When you reach the line containing "Target: empty room" in the data below, begin returning lines exactly as written, and stop once the line containing "Target: white cloud" has been returned.

Items from a dataset:
○ ○ ○ ○ ○ ○ ○
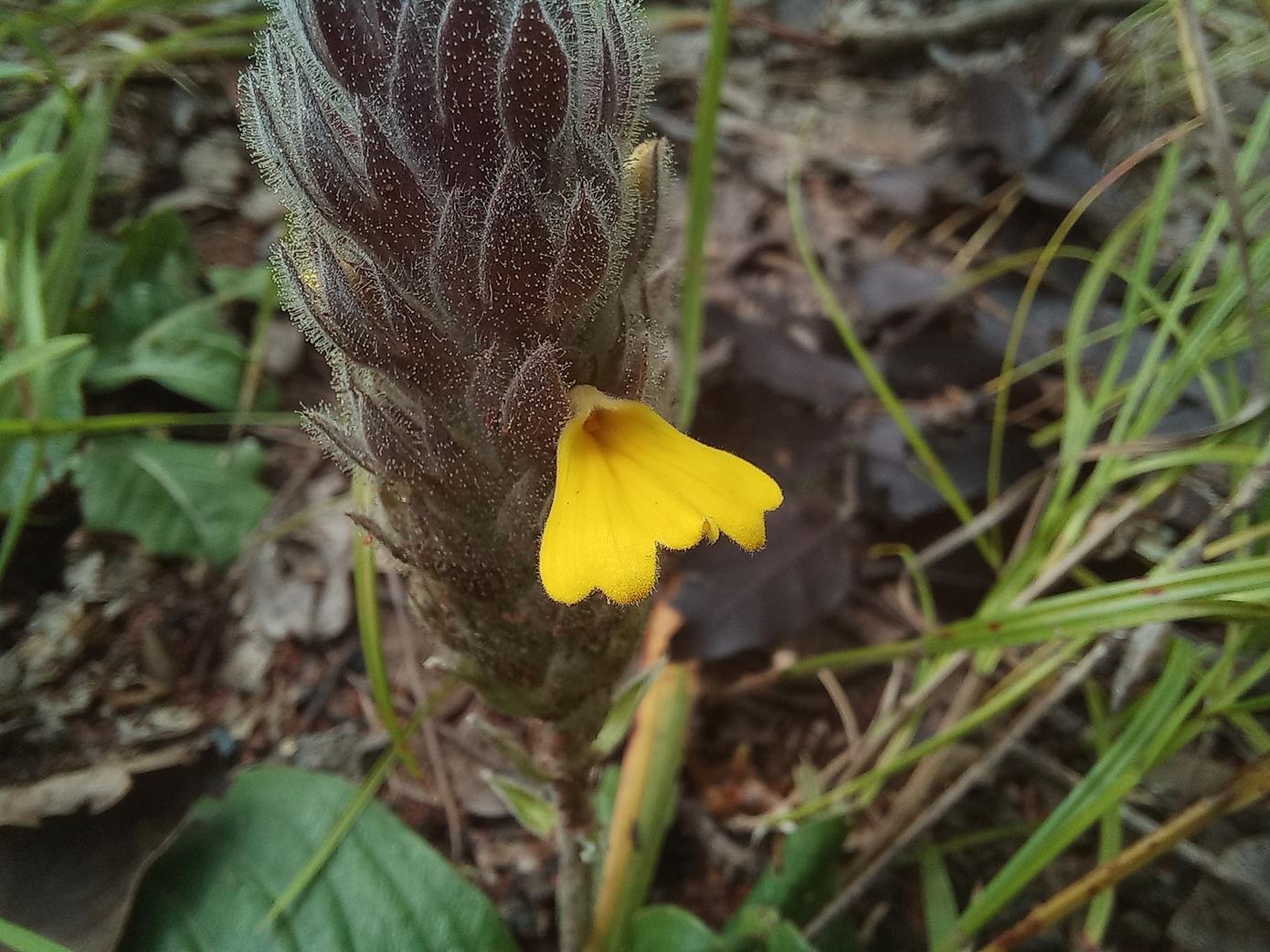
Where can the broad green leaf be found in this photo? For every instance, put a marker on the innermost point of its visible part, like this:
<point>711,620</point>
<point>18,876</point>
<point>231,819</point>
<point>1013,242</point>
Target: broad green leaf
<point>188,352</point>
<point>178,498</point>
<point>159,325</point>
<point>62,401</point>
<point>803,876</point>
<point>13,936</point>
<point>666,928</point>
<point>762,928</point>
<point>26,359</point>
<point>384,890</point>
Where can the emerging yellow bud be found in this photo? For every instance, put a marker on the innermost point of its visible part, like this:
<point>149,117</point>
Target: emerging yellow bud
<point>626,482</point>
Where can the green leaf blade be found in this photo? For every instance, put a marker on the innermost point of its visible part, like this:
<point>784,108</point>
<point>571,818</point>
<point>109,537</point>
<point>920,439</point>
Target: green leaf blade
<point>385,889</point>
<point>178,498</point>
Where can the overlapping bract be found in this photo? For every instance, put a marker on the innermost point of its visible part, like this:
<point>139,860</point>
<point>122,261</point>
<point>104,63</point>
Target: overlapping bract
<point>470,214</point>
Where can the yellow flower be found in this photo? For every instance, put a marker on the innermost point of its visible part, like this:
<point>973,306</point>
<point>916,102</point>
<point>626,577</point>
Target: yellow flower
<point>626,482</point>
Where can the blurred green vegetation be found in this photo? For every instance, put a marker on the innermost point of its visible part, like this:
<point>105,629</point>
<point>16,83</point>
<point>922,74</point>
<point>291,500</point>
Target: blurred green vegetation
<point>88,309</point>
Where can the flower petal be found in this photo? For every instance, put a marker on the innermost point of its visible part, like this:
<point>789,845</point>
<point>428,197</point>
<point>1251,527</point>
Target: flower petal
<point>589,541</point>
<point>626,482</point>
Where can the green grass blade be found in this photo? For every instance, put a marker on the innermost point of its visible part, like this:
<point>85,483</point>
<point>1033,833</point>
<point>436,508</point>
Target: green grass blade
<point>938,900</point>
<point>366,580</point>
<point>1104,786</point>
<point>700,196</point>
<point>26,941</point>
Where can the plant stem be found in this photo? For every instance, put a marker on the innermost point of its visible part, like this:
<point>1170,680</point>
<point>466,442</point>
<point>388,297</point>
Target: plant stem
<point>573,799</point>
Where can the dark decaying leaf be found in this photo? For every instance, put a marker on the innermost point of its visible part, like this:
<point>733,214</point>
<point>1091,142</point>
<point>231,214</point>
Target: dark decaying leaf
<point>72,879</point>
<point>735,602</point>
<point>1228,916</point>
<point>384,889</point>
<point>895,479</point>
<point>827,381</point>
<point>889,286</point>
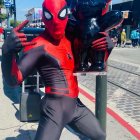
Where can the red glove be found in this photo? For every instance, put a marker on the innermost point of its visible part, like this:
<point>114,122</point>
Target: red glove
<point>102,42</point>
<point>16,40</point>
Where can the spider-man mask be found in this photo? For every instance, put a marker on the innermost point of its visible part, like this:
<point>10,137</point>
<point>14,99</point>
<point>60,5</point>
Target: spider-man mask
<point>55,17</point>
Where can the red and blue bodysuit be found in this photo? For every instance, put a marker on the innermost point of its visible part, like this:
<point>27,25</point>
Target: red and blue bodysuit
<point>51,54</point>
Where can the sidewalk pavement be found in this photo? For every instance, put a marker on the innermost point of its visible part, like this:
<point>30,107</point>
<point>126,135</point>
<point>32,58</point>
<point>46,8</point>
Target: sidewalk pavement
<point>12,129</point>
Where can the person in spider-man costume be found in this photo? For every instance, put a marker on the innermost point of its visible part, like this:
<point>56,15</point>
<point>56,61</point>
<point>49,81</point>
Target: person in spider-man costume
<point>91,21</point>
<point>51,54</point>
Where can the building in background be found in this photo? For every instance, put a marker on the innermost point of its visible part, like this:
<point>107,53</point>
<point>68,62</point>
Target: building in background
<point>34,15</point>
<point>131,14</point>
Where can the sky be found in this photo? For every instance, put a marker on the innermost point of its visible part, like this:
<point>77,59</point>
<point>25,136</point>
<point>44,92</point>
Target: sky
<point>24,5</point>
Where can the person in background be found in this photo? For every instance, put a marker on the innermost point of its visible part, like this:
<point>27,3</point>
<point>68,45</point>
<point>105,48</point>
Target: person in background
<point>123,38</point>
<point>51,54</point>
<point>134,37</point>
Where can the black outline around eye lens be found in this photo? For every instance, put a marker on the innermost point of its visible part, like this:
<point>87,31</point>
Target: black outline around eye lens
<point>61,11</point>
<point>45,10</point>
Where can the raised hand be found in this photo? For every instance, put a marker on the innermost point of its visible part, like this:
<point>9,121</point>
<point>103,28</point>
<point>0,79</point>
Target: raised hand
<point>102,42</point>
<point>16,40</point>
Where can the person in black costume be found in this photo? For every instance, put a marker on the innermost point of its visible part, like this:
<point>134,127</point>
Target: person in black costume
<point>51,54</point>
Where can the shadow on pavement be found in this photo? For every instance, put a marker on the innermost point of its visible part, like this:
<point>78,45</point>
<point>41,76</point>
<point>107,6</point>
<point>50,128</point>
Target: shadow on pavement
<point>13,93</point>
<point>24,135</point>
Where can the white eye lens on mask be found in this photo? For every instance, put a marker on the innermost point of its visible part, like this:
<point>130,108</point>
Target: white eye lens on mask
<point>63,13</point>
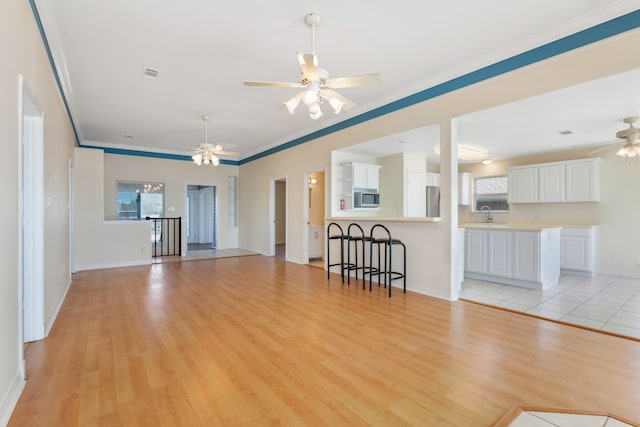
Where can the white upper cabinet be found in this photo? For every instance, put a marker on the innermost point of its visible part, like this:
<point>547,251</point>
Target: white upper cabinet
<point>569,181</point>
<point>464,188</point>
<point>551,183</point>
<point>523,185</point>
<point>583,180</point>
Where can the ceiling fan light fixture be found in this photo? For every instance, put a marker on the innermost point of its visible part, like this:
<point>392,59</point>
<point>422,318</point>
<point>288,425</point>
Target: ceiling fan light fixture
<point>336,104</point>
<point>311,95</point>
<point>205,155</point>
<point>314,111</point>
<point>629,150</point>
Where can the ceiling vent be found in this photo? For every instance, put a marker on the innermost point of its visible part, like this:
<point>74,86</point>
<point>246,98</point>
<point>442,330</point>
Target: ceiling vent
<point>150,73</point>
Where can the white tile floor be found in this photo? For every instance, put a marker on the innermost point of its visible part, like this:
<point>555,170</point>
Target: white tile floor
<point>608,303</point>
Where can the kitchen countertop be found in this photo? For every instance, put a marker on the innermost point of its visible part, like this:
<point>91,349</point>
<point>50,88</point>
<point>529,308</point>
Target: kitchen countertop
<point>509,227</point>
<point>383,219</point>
○ ○ ○ ○ ○ ○ ○
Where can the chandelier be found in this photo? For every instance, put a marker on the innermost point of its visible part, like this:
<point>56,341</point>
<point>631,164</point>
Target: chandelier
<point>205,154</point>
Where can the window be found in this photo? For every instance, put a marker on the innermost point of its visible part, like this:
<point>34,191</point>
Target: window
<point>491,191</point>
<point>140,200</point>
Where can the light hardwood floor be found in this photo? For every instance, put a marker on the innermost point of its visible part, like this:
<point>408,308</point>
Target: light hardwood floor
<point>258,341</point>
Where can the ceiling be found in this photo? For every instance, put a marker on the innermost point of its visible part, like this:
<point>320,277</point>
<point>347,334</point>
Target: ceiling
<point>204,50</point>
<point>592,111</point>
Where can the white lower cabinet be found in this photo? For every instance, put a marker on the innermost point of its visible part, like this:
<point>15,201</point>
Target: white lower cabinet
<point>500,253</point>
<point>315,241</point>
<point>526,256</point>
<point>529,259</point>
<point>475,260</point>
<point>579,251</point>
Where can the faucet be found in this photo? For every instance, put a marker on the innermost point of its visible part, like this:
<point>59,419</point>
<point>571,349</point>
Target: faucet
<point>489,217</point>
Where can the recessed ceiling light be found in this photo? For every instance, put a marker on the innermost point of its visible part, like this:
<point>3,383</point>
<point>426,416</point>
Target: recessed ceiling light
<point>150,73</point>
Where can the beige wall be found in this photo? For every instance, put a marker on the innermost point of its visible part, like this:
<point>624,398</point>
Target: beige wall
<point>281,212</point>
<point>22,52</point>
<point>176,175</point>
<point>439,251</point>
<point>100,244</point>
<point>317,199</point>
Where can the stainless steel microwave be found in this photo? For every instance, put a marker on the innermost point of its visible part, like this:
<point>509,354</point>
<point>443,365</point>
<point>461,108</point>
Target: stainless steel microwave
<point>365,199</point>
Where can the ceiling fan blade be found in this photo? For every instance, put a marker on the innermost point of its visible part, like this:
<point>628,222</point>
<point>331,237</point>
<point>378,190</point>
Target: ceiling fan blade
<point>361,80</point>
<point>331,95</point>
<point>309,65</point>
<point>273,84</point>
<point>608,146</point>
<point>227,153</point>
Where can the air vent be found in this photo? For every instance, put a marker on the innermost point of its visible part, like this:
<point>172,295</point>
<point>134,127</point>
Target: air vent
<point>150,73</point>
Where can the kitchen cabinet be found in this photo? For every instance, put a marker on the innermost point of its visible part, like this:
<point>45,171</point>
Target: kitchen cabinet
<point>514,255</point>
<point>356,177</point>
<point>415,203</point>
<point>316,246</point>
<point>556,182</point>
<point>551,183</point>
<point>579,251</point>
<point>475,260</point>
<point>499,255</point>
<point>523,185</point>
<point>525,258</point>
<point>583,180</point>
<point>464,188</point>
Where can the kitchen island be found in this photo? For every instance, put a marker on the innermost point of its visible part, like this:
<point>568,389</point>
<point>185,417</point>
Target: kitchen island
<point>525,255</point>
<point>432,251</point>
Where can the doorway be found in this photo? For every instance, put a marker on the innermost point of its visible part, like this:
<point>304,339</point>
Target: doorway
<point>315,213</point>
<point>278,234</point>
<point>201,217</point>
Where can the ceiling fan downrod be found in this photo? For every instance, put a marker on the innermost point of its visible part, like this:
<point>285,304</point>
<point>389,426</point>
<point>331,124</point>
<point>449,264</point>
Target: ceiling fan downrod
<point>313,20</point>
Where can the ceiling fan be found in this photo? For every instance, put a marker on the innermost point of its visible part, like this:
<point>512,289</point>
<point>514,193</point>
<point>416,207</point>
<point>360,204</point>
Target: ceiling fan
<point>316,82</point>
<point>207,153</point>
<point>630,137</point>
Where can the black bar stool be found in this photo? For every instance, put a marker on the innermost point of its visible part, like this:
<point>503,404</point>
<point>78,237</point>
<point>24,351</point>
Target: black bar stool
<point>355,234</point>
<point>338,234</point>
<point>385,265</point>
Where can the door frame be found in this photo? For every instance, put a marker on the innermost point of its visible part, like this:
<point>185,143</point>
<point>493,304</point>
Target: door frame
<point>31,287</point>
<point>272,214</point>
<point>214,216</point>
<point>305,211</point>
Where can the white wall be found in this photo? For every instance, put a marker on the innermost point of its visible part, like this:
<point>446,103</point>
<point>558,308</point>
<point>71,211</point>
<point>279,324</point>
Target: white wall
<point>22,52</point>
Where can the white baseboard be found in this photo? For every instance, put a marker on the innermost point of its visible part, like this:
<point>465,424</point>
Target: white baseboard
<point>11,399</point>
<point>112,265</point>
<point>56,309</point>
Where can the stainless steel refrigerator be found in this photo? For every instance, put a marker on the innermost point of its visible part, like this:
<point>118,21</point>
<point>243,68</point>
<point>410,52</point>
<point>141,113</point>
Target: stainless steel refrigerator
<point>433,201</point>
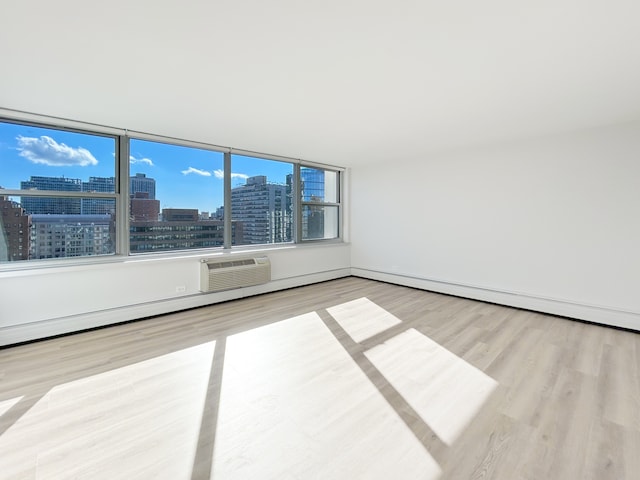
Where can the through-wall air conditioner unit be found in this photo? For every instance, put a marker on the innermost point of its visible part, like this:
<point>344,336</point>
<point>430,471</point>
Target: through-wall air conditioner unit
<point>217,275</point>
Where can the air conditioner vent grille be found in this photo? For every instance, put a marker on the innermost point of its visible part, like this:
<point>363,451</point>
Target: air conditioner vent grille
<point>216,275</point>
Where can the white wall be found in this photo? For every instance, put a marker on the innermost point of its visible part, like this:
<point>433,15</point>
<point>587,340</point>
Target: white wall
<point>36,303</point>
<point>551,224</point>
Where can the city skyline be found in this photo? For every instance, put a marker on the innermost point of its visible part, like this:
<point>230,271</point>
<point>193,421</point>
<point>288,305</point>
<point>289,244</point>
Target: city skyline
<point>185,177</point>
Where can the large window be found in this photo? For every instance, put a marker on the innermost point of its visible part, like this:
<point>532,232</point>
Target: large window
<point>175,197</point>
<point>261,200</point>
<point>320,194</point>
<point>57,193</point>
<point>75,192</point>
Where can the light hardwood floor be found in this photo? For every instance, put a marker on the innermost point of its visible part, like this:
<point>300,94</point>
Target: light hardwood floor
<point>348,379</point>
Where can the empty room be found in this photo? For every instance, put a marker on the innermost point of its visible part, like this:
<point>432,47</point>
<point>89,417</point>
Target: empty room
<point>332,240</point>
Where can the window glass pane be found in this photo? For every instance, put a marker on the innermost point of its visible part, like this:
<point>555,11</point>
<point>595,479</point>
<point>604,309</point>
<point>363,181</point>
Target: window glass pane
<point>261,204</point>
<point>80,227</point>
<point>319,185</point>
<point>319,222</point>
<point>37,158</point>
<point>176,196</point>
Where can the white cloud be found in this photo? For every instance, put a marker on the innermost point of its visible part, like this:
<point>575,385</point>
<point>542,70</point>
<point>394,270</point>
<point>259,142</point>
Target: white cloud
○ ○ ○ ○ ○ ○ ○
▶ _Expected output_:
Target: empty room
<point>332,240</point>
Where can the window glass pane be found in this photo? For every instance, put a marker on the innermost point of its visible part, like this:
<point>555,11</point>
<point>595,479</point>
<point>604,309</point>
<point>363,181</point>
Target: window glass pane
<point>261,204</point>
<point>80,227</point>
<point>319,185</point>
<point>319,222</point>
<point>37,158</point>
<point>176,196</point>
Where can the white cloud be found in this photo? For every instance, put a marker on the innermost point of its visible part, like this:
<point>575,385</point>
<point>542,70</point>
<point>394,270</point>
<point>259,142</point>
Target: white cloud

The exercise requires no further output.